### TASK INSTRUCTIONS
List every line of the listing below that contains the word "beanie".
⁂
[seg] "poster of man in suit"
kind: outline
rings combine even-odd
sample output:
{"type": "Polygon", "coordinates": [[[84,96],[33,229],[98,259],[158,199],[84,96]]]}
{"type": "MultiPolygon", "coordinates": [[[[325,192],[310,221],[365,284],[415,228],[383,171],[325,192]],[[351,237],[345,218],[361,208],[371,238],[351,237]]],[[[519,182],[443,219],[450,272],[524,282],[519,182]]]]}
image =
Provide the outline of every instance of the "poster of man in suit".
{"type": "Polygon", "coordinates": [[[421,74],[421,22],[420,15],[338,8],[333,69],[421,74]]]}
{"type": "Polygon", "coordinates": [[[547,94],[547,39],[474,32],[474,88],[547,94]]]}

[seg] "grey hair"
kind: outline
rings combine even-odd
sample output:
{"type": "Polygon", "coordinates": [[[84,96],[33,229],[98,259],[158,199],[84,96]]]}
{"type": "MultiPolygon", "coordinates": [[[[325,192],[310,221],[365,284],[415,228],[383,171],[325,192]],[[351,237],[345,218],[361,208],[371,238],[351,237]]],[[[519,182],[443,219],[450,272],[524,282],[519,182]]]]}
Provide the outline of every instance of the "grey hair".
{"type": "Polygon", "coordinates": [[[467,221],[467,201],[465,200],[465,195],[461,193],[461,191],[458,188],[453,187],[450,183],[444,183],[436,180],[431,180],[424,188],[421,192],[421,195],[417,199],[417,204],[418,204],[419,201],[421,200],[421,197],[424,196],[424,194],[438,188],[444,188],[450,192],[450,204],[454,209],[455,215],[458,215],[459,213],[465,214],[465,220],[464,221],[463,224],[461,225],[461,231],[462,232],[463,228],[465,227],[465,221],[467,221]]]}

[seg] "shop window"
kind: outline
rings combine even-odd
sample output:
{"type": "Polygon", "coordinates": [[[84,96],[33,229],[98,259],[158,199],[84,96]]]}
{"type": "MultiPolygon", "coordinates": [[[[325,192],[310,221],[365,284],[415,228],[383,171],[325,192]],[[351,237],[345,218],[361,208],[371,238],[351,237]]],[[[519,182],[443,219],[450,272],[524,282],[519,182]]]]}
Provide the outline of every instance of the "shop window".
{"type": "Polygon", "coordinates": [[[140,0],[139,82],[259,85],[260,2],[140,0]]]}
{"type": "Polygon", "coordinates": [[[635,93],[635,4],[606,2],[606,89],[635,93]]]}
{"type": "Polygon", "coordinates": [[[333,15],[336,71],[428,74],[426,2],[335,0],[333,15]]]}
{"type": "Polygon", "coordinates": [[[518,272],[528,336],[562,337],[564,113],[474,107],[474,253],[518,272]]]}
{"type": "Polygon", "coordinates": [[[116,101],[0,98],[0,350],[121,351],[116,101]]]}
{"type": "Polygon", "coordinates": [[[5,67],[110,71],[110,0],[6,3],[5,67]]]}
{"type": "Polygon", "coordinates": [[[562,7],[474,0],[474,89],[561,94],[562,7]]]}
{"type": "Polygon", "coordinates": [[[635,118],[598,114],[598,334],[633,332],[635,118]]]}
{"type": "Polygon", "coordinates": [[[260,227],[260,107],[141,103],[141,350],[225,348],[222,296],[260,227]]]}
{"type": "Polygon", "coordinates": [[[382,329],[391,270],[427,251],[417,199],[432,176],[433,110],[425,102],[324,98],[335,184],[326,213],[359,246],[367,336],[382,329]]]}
⁂
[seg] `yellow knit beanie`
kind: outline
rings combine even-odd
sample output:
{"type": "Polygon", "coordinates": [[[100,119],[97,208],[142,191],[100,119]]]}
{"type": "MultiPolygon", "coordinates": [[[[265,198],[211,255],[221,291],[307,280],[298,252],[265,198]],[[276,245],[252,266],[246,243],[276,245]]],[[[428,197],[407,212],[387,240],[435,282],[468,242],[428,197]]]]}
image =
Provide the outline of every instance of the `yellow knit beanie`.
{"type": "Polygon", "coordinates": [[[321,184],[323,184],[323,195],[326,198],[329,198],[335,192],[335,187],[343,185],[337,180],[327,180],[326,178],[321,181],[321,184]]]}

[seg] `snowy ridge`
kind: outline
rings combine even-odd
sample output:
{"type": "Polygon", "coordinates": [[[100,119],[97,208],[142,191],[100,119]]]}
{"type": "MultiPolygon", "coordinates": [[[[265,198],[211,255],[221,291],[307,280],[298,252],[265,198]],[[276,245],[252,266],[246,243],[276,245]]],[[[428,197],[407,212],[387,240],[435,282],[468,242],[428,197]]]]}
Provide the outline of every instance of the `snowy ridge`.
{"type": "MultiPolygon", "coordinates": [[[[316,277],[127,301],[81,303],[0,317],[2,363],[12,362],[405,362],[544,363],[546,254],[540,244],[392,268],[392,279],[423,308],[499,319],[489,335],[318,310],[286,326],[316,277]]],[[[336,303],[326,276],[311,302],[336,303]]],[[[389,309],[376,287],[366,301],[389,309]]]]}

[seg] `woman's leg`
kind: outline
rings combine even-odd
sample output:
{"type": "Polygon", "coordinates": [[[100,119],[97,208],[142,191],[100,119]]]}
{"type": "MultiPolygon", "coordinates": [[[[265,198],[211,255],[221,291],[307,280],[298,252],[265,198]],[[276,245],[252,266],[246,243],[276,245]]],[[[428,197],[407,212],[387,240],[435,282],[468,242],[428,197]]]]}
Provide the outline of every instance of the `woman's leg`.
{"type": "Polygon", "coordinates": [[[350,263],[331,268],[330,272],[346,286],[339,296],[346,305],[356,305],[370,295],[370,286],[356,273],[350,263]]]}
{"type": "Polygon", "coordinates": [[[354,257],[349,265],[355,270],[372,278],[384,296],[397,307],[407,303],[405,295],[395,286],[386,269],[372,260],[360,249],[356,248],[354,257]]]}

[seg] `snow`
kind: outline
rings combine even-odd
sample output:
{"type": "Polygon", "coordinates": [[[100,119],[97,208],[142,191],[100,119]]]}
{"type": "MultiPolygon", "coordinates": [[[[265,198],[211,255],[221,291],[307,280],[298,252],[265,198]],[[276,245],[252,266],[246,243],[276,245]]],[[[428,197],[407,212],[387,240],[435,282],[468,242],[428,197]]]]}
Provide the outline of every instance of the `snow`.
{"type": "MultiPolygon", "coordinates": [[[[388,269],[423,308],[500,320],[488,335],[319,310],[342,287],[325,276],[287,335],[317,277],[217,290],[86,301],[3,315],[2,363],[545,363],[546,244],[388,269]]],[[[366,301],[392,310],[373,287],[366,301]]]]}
⁂
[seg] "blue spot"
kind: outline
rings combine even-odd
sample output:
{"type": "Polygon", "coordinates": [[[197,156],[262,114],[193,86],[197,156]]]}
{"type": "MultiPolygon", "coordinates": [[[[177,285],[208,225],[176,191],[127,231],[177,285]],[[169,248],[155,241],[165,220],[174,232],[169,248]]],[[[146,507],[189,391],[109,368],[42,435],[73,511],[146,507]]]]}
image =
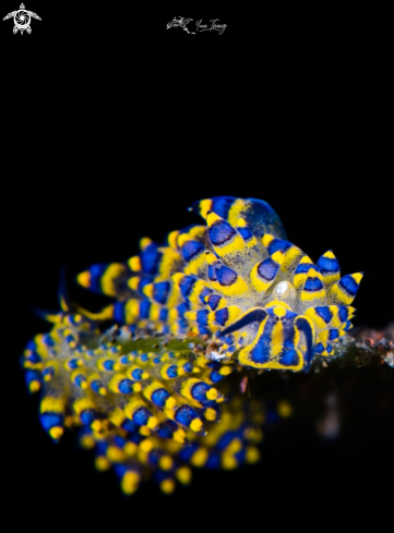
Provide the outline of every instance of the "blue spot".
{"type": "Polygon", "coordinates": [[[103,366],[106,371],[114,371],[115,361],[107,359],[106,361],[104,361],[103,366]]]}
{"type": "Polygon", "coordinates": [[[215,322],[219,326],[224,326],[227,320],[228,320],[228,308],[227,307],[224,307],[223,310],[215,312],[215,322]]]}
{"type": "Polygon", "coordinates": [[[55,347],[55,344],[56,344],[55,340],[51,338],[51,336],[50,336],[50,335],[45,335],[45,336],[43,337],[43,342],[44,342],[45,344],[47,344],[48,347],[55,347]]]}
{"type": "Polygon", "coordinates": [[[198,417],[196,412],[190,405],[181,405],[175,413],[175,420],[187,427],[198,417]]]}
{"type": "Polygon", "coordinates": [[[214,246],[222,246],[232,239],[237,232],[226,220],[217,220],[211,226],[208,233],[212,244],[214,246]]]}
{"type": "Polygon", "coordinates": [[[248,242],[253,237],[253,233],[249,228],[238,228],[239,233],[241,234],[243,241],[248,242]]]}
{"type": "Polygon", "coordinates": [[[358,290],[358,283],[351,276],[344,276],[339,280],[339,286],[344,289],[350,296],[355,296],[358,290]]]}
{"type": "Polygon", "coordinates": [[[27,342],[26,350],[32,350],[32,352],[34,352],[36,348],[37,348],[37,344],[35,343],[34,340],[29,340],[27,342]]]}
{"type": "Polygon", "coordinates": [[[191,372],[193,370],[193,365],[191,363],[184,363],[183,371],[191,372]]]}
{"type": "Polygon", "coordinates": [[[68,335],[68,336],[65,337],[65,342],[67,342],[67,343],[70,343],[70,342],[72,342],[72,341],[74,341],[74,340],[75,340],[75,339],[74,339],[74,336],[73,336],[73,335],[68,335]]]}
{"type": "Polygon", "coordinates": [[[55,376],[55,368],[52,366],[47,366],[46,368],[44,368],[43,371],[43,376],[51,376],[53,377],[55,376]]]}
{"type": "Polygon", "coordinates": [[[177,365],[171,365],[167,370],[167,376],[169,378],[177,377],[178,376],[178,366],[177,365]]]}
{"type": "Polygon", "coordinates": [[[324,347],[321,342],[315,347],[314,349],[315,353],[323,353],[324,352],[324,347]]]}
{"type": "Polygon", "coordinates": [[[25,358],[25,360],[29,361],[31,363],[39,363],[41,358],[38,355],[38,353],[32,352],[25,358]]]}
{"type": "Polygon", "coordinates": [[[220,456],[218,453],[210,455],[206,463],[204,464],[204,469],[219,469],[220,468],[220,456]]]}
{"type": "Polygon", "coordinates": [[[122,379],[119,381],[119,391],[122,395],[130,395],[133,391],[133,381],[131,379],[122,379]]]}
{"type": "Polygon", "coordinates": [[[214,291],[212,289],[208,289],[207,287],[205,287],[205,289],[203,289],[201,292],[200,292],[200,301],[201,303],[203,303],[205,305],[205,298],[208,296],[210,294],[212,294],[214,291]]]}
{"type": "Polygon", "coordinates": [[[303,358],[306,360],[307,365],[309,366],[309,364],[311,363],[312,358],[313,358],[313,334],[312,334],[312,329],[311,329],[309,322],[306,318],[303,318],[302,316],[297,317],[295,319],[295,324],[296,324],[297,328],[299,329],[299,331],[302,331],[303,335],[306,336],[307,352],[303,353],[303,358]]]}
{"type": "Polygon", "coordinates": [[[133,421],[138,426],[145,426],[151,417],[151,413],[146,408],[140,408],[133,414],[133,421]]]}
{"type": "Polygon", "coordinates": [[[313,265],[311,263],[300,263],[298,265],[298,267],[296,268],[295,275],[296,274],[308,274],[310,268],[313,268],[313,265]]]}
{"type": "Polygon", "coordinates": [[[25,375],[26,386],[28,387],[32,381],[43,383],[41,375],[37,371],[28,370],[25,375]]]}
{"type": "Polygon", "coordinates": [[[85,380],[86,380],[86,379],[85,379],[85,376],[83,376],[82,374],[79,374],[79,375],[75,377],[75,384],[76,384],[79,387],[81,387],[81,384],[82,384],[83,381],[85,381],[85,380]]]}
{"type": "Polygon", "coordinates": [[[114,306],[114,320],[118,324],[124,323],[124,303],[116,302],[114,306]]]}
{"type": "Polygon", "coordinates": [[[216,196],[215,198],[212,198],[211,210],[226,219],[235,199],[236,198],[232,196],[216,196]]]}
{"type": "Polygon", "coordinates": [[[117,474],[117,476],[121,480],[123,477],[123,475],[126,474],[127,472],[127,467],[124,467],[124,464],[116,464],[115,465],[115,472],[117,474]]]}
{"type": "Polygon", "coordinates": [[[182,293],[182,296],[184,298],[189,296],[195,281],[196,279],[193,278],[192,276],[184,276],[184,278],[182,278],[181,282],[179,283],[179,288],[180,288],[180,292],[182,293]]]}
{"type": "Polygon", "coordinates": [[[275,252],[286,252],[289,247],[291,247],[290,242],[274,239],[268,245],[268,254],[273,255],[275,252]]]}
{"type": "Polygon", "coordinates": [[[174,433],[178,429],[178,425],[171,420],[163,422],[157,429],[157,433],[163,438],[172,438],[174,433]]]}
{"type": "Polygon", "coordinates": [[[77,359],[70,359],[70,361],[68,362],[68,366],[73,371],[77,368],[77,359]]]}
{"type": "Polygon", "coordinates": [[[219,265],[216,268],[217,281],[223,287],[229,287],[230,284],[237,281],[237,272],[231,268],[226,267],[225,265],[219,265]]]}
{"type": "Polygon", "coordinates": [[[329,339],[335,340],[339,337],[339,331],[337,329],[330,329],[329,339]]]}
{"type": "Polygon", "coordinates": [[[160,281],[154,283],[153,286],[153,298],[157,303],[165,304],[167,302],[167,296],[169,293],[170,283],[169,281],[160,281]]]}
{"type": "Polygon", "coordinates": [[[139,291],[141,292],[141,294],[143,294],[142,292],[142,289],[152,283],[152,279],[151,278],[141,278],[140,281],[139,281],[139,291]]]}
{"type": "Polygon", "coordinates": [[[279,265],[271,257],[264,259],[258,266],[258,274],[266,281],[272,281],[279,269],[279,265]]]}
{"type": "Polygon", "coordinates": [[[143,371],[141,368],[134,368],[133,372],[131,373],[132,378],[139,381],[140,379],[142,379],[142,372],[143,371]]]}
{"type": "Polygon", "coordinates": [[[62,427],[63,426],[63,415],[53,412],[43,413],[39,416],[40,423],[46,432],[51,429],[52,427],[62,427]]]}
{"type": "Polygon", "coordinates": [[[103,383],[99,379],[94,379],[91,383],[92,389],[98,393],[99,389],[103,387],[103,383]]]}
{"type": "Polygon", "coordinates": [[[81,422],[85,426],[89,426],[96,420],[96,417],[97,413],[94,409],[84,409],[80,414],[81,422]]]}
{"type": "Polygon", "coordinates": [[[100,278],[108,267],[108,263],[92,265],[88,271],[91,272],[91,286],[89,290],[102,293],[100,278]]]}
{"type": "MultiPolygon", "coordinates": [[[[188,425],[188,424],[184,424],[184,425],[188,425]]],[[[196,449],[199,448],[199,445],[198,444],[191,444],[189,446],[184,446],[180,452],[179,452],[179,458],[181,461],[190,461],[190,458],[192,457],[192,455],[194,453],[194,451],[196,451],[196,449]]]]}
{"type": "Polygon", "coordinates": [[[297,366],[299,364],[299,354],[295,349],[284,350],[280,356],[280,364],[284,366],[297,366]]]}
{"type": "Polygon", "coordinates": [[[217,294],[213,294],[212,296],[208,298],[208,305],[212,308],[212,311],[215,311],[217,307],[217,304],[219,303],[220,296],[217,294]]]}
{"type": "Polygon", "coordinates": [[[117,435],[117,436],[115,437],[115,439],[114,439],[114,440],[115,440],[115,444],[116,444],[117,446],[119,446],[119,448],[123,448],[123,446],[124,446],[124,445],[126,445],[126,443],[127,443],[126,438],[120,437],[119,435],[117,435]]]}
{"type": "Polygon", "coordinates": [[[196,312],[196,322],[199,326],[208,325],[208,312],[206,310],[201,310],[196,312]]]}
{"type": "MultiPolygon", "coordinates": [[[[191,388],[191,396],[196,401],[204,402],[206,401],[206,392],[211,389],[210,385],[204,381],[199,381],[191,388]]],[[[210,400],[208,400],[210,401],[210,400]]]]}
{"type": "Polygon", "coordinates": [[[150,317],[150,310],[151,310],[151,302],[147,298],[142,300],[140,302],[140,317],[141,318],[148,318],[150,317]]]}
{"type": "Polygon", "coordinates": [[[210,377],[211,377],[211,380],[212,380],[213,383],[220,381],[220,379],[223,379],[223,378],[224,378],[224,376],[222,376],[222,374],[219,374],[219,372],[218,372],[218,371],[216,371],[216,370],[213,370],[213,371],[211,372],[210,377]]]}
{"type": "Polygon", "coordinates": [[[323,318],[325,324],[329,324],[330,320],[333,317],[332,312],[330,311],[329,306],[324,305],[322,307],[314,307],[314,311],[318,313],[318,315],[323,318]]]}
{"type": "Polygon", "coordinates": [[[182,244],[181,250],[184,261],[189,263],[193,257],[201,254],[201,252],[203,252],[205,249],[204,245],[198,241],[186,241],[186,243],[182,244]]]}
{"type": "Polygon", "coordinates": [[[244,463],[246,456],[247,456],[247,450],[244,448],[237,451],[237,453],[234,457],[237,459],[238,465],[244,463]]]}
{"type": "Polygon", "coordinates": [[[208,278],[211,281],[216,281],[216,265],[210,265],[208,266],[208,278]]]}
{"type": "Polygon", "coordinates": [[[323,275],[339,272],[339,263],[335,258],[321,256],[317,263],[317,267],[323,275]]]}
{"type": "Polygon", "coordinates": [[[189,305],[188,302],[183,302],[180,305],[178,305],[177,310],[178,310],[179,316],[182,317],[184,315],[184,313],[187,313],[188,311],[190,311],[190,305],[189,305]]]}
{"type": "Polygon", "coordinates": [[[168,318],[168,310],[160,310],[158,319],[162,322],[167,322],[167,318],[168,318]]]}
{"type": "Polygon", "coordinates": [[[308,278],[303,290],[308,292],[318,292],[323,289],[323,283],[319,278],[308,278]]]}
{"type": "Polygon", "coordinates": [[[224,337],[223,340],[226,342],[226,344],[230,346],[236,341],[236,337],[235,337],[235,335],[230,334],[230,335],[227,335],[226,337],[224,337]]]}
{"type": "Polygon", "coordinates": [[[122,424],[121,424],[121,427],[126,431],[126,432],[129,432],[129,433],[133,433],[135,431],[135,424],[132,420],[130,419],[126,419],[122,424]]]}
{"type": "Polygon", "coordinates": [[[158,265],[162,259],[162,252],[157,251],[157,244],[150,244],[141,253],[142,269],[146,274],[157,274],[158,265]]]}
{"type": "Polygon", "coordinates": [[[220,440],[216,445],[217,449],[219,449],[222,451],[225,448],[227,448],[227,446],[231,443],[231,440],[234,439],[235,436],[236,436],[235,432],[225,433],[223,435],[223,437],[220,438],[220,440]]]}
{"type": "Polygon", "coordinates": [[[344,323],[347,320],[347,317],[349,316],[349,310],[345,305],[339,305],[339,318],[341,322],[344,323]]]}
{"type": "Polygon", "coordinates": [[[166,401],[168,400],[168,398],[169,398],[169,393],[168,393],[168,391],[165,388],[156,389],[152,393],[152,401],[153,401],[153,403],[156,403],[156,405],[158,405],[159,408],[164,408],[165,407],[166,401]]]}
⁂
### WRITTEN SOLUTION
[seg] `yellow knit beanie`
Provide the outline of every instance of the `yellow knit beanie`.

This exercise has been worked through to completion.